(PASSAGE FOR REVIEW):

Nathaniel RUSSELL was a servant in the household of Robert George DOBBINS-YATE in Bromsberrow.
Nathaniel died in Gloucester aged 32. When buried, at St Mary de Crypt in Gloucester, Nathaniel was given as being from St Nicholas which was being used as a hospital and where he may have been taken if ill or injured.
On his wedding documents he is listed as being from Quedgeley, however no baptismal record has been found. Other possible local baptisms include:
- Nathaniel, son of Nathaniel RUSSEL, at Newnham on 28 Oct 1746
Other information
Almost certainly unrelated, but in 1779 a Nathaniel RUSSELL was listed as a prisoner of war in Dinan, in Britany, France, likely following capture during the American War of Independence. By all accounts the treatment of English prisoners was poor. A letter from Fougreres Castle, Ille-et-Vilaine, dated August 16th 1779 says: "In the first place we have a pound and a half of bread, such as is the cause of all the sickness, beef is but just enough for dogs, sometimes it amounts to half a pound a day, but more often to six ounces, sometimes we have peas, and those so bad that one half of them are as hard when they come out of the furnace as when first put in. The worst of usage in England for the prisoners is absolutely too good. The great havock it made in Dinan last winter [1778/1779] is astonishing! Thirty died of a day, in the whole about 1600. They were put into a cart, a pit dug, and were thrown in like dogs. We have nothing to lie on but straw full of vermin, which deprives us of rest. The beds we had at first are taken away, and we are now treated as if we were horses. We dread the thought of another winter, and expect nothing but to fall victimes to death." A Nathaniel RUSSEL was drawing a Royal Navy pension in 1814, so most likely this was the prisoner.

(Image point grounding data)
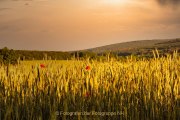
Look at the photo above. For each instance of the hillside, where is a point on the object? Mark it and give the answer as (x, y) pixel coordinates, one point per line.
(140, 47)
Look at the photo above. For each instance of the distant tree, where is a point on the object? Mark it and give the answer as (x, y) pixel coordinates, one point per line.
(8, 56)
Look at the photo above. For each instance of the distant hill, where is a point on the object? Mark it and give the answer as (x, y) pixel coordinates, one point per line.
(140, 47)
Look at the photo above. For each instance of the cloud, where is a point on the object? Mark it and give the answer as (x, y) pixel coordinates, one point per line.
(169, 2)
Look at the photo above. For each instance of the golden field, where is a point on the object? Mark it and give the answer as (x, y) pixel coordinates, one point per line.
(134, 88)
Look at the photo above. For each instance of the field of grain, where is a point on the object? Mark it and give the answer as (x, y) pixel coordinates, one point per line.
(91, 90)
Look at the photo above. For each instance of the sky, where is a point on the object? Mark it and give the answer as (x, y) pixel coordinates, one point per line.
(67, 25)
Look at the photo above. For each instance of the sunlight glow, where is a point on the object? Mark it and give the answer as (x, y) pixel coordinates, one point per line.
(114, 1)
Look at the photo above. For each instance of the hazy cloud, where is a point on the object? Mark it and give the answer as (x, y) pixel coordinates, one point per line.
(169, 2)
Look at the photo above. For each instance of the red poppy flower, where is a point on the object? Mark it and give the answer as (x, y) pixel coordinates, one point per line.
(42, 65)
(88, 67)
(87, 94)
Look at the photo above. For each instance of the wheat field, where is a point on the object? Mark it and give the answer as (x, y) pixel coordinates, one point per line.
(130, 89)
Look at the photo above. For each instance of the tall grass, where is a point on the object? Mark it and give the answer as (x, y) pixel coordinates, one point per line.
(136, 89)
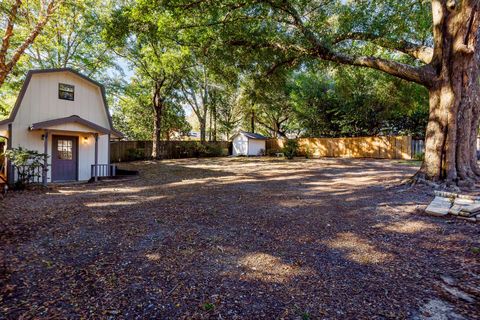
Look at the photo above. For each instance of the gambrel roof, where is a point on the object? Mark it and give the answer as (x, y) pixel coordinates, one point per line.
(18, 102)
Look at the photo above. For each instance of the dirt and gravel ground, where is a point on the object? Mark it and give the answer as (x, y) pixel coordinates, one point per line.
(238, 239)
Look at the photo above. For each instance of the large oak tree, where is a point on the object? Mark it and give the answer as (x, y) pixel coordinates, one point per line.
(432, 43)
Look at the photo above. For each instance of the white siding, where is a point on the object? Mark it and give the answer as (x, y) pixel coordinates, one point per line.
(256, 147)
(244, 146)
(240, 145)
(41, 103)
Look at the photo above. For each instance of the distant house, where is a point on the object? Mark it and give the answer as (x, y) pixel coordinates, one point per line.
(248, 144)
(64, 114)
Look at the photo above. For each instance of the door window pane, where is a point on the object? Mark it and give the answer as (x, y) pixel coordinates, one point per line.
(64, 148)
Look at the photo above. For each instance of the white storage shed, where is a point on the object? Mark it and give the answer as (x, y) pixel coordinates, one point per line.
(248, 144)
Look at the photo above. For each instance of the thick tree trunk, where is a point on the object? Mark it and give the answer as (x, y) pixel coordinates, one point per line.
(203, 129)
(450, 146)
(157, 125)
(252, 122)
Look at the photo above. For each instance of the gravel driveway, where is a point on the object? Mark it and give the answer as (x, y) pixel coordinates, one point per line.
(238, 238)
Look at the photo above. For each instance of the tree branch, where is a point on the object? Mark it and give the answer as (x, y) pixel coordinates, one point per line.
(420, 52)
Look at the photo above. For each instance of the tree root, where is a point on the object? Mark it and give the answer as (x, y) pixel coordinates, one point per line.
(420, 179)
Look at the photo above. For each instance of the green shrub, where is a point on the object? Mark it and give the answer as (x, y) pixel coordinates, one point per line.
(290, 149)
(29, 165)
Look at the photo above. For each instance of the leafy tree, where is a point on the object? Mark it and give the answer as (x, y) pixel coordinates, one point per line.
(73, 38)
(21, 22)
(434, 44)
(136, 34)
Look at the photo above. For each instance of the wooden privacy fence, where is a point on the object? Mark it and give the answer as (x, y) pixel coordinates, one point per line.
(398, 147)
(140, 150)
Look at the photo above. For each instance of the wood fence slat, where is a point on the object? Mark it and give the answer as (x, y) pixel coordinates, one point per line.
(393, 147)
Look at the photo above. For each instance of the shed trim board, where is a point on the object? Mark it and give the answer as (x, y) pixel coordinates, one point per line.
(91, 134)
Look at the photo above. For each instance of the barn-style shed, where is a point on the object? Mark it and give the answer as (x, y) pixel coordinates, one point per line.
(248, 144)
(64, 114)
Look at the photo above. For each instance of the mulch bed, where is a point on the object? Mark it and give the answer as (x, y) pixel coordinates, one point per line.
(233, 238)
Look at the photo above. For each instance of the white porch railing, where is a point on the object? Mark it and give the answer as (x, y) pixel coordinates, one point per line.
(103, 170)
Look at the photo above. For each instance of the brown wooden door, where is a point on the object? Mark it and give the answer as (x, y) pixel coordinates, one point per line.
(64, 158)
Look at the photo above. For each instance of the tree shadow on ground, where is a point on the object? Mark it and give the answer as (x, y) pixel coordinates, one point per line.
(253, 238)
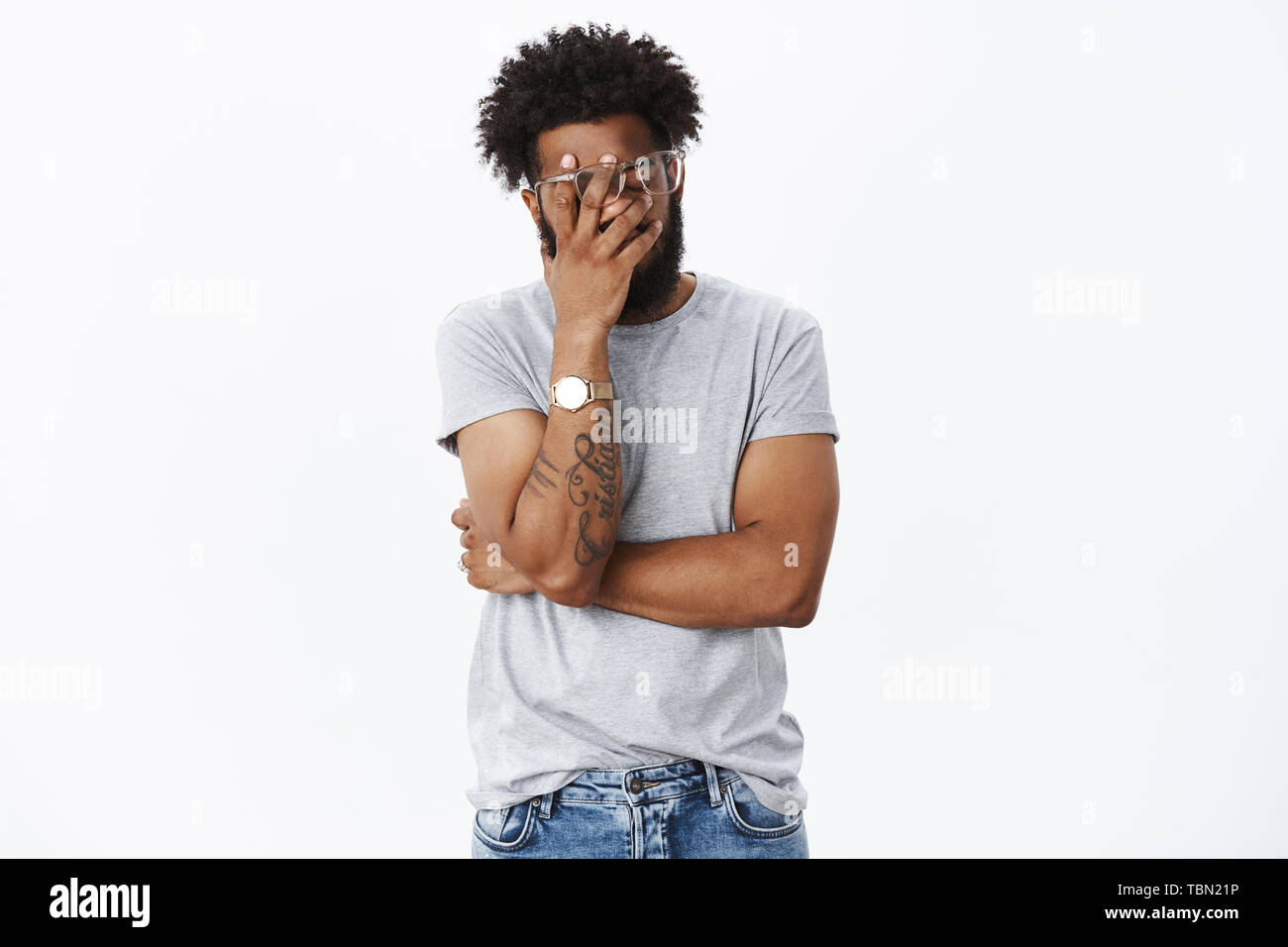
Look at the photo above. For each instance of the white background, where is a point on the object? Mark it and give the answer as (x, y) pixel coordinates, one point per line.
(230, 508)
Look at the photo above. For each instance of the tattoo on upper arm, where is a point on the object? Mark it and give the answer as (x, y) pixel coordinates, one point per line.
(593, 478)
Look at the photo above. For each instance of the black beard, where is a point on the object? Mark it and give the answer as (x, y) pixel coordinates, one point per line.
(656, 277)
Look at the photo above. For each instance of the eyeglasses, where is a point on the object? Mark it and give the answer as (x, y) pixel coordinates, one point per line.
(658, 172)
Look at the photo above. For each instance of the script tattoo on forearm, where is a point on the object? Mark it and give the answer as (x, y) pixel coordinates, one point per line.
(539, 480)
(592, 483)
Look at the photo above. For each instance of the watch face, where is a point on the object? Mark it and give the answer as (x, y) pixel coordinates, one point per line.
(571, 392)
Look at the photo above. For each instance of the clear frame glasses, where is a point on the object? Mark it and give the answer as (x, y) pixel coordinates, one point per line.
(657, 174)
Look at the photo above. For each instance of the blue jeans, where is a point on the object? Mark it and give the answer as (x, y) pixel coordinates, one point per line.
(683, 809)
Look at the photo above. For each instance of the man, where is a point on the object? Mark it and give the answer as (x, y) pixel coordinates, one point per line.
(652, 487)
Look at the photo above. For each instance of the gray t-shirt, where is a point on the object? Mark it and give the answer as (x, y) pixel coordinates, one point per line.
(555, 690)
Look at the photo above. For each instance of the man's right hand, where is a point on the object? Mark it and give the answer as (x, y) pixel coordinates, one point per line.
(590, 273)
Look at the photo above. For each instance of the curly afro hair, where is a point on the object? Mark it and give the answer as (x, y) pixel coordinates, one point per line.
(578, 76)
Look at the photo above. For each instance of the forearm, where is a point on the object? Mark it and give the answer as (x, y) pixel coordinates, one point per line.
(565, 519)
(742, 579)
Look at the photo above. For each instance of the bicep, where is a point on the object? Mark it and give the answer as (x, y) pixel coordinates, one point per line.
(496, 457)
(791, 486)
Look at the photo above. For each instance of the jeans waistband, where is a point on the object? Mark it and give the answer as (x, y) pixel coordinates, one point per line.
(640, 785)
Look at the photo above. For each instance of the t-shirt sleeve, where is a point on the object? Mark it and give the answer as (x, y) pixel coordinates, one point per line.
(795, 398)
(476, 377)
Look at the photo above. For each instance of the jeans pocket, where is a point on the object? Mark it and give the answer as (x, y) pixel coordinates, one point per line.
(752, 817)
(505, 830)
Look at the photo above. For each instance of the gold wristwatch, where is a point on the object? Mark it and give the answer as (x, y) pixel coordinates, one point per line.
(572, 392)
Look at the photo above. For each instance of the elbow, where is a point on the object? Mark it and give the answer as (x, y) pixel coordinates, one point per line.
(802, 607)
(575, 590)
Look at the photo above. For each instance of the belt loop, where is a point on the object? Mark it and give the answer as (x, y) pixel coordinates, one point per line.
(712, 784)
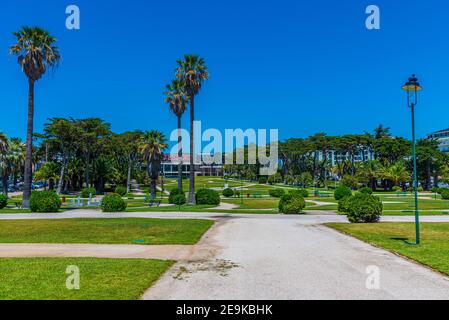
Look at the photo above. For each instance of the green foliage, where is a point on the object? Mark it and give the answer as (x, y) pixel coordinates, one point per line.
(291, 204)
(364, 208)
(3, 201)
(276, 193)
(228, 192)
(113, 203)
(341, 192)
(366, 190)
(173, 193)
(86, 192)
(208, 197)
(45, 202)
(121, 190)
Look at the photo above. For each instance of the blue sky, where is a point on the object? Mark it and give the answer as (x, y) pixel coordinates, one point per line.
(298, 66)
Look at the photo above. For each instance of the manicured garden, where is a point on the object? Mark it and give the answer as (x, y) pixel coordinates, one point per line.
(100, 279)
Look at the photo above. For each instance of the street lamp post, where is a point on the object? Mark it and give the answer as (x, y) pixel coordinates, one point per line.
(412, 87)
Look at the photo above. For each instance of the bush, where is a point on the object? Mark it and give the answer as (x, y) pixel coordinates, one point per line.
(276, 193)
(208, 197)
(113, 203)
(341, 192)
(445, 194)
(300, 192)
(366, 190)
(86, 192)
(291, 204)
(343, 204)
(263, 180)
(121, 190)
(173, 193)
(45, 202)
(228, 192)
(3, 201)
(364, 208)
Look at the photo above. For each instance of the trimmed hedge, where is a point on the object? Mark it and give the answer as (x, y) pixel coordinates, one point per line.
(86, 192)
(277, 193)
(342, 192)
(3, 201)
(228, 193)
(291, 204)
(113, 203)
(208, 197)
(45, 202)
(364, 208)
(121, 190)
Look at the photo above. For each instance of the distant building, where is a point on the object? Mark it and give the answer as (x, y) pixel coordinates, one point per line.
(442, 137)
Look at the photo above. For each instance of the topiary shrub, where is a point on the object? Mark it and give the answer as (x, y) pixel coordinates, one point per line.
(366, 190)
(113, 203)
(343, 204)
(291, 204)
(86, 192)
(300, 192)
(445, 194)
(3, 201)
(208, 197)
(121, 190)
(173, 193)
(228, 192)
(364, 208)
(276, 193)
(45, 202)
(341, 192)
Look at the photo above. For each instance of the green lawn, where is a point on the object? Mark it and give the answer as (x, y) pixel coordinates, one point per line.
(100, 279)
(433, 251)
(104, 231)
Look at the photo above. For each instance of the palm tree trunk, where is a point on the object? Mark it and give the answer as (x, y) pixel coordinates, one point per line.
(179, 154)
(28, 178)
(192, 199)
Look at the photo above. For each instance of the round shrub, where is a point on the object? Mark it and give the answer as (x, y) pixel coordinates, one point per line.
(276, 193)
(445, 194)
(86, 192)
(45, 202)
(173, 193)
(121, 190)
(3, 201)
(208, 197)
(364, 208)
(343, 204)
(113, 203)
(366, 190)
(300, 192)
(291, 204)
(228, 192)
(341, 192)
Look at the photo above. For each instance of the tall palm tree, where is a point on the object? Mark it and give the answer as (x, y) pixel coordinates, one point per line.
(176, 97)
(36, 53)
(152, 146)
(192, 71)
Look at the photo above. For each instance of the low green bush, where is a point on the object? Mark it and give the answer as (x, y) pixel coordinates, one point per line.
(341, 192)
(228, 193)
(86, 192)
(208, 197)
(173, 193)
(121, 190)
(364, 208)
(45, 202)
(366, 190)
(3, 201)
(276, 193)
(113, 203)
(291, 204)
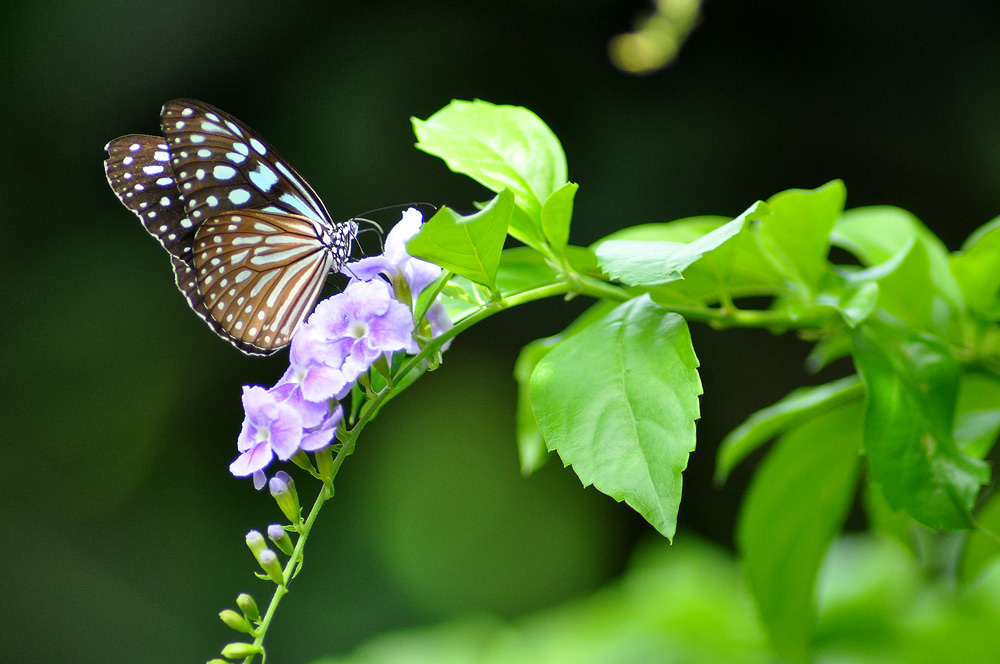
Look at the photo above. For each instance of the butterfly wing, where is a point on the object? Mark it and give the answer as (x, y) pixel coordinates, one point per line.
(223, 165)
(250, 241)
(139, 171)
(255, 276)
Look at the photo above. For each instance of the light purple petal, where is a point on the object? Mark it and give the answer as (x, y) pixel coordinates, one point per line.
(369, 268)
(286, 432)
(322, 383)
(251, 461)
(404, 230)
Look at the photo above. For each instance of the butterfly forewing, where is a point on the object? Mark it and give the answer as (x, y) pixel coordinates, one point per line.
(222, 165)
(139, 171)
(250, 241)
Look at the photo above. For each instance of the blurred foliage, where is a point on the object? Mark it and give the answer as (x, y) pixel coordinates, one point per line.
(686, 604)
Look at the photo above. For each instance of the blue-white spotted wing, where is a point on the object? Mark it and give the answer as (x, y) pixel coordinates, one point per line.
(250, 241)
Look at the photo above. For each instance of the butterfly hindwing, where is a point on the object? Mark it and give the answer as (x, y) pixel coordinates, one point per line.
(259, 274)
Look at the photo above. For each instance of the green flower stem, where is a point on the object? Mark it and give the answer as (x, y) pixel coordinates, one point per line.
(295, 560)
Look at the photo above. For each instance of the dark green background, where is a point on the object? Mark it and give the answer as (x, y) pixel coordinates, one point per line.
(122, 529)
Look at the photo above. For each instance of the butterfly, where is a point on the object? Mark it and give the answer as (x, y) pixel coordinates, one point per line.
(250, 242)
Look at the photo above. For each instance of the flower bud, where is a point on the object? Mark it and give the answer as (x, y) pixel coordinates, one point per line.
(240, 650)
(235, 621)
(269, 563)
(324, 464)
(283, 491)
(277, 534)
(249, 607)
(256, 543)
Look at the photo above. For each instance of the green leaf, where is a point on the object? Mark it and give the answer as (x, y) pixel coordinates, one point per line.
(651, 263)
(468, 246)
(982, 547)
(530, 445)
(977, 270)
(618, 402)
(557, 211)
(877, 234)
(734, 269)
(800, 405)
(501, 147)
(796, 234)
(795, 506)
(911, 294)
(912, 388)
(977, 415)
(523, 268)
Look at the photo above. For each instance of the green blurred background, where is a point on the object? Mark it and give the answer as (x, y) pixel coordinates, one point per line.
(122, 529)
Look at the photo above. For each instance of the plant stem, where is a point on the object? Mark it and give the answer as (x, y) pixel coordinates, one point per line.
(295, 560)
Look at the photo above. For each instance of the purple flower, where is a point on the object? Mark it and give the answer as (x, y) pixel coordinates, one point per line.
(280, 422)
(356, 327)
(395, 263)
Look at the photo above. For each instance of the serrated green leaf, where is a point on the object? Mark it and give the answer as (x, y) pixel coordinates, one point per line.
(618, 402)
(796, 233)
(468, 246)
(977, 270)
(877, 234)
(524, 268)
(501, 147)
(977, 415)
(798, 406)
(652, 263)
(795, 506)
(910, 293)
(531, 449)
(912, 388)
(982, 546)
(557, 212)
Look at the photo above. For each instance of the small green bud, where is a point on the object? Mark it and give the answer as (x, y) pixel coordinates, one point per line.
(282, 489)
(277, 534)
(239, 650)
(235, 621)
(256, 543)
(269, 563)
(324, 464)
(249, 607)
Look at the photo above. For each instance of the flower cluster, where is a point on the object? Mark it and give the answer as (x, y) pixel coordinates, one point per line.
(344, 336)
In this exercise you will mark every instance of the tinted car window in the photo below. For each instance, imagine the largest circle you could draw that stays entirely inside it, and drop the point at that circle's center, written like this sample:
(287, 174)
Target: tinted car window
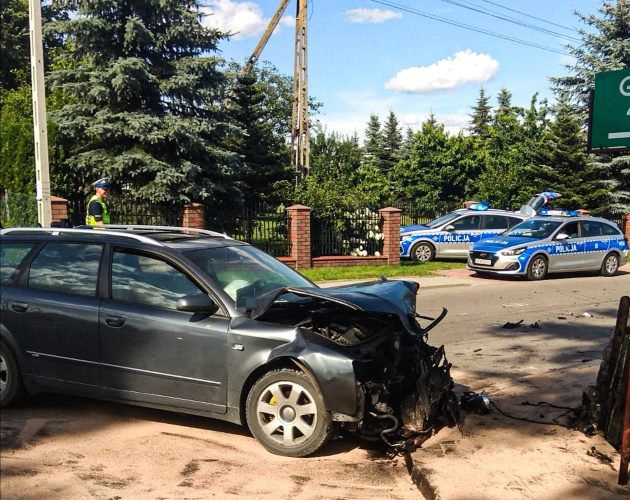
(590, 229)
(149, 281)
(609, 230)
(11, 255)
(495, 222)
(66, 267)
(571, 229)
(467, 223)
(513, 221)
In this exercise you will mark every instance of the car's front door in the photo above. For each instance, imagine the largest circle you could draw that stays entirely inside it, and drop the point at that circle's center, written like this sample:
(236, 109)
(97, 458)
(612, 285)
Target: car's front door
(457, 241)
(152, 352)
(567, 253)
(54, 316)
(595, 244)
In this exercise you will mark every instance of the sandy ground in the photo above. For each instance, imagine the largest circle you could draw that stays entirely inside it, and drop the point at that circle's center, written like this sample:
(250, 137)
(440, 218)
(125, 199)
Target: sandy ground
(71, 448)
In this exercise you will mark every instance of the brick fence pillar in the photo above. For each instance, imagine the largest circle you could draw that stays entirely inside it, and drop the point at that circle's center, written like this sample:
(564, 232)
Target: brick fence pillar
(300, 235)
(59, 208)
(194, 216)
(625, 226)
(391, 230)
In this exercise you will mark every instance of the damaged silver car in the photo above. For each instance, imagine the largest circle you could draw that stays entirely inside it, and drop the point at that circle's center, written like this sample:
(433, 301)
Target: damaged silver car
(195, 322)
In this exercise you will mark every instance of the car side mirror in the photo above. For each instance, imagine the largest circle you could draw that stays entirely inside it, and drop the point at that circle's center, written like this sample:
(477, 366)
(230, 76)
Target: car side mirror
(197, 303)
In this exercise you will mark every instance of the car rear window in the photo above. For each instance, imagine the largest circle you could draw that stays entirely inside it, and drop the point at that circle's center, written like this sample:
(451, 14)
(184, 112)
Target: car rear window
(67, 267)
(11, 256)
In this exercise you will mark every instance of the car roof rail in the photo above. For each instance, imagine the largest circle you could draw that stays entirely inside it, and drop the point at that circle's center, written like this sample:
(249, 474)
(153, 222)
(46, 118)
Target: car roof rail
(168, 229)
(82, 230)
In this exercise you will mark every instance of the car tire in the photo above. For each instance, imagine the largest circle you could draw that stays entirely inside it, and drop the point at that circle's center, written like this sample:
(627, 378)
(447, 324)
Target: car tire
(423, 252)
(610, 265)
(291, 400)
(537, 268)
(11, 388)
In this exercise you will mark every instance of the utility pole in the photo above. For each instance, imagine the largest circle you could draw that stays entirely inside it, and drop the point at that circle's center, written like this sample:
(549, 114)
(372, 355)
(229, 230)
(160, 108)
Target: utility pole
(299, 116)
(40, 129)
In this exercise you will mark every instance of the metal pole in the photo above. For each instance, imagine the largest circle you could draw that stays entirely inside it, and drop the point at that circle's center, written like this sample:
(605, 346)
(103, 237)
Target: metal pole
(44, 211)
(299, 119)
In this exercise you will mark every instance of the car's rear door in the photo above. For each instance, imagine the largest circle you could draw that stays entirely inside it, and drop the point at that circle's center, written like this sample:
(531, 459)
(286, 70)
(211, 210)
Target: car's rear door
(53, 314)
(151, 352)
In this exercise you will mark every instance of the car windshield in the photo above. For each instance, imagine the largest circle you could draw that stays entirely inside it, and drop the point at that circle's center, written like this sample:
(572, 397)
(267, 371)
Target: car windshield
(245, 272)
(442, 219)
(533, 228)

(PROBLEM 1):
Retype the passage on Nathaniel Russell, starting at "Nathaniel died in" and ending at "ill or injured.".
(PROBLEM 2):
Name every food that the letter quoted in the passage on Nathaniel Russell says the prisoners were given.

(FINAL ANSWER 1):
Nathaniel died in Gloucester aged 32. When buried, at St Mary de Crypt in Gloucester, Nathaniel was given as being from St Nicholas which was being used as a hospital and where he may have been taken if ill or injured.

(FINAL ANSWER 2):
Bread, beef, peas